* [DIRECTIVE]
Can you reproduce the stretch of rows from the line containing "Expected: for every instance of the air" through the end of the rows, requests included, with every point coordinate in the answers multiplied by 1.3 and rounded to a whole number, halves rounded up? Give those lines and nothing else.
· · ·
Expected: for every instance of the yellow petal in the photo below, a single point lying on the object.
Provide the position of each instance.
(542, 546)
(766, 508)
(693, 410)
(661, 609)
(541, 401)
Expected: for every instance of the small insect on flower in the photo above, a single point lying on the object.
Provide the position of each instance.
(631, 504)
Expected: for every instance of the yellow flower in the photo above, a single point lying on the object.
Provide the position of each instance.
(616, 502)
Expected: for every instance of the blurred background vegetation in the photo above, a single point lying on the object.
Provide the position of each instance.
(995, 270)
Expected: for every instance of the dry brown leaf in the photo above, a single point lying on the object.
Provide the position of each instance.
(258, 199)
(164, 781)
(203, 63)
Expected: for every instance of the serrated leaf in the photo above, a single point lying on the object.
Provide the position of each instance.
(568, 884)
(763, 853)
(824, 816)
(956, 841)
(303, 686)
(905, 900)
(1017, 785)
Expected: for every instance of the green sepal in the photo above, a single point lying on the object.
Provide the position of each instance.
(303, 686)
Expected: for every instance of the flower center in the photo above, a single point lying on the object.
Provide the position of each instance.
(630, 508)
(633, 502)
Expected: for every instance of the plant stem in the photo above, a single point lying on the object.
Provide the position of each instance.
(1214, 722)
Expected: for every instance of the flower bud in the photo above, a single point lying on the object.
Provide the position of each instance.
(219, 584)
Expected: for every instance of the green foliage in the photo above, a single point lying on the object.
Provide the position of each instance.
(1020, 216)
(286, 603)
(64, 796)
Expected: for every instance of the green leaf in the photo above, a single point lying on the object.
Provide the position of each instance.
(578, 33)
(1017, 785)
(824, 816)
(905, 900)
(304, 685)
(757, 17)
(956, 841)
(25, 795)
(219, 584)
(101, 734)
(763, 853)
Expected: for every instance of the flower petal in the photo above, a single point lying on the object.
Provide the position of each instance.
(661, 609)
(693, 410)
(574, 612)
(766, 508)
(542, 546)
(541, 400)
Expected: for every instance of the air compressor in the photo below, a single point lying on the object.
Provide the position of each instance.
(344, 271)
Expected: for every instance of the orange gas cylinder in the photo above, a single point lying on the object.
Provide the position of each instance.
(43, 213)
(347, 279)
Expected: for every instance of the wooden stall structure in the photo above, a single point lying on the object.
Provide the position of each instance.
· · ·
* [RESPONSE]
Expected: for every instance of the air compressor in the photo below, a single point lying on the object.
Provide the position of each instance.
(447, 352)
Expected: for every instance of the orange gas cylinder in the photo above, a single point lying on the object.
Provide the position of each instance.
(56, 277)
(451, 363)
Expected: for every instance of the wooden stall structure in the photo above, a single point lying on the object.
Provide the position of each instance.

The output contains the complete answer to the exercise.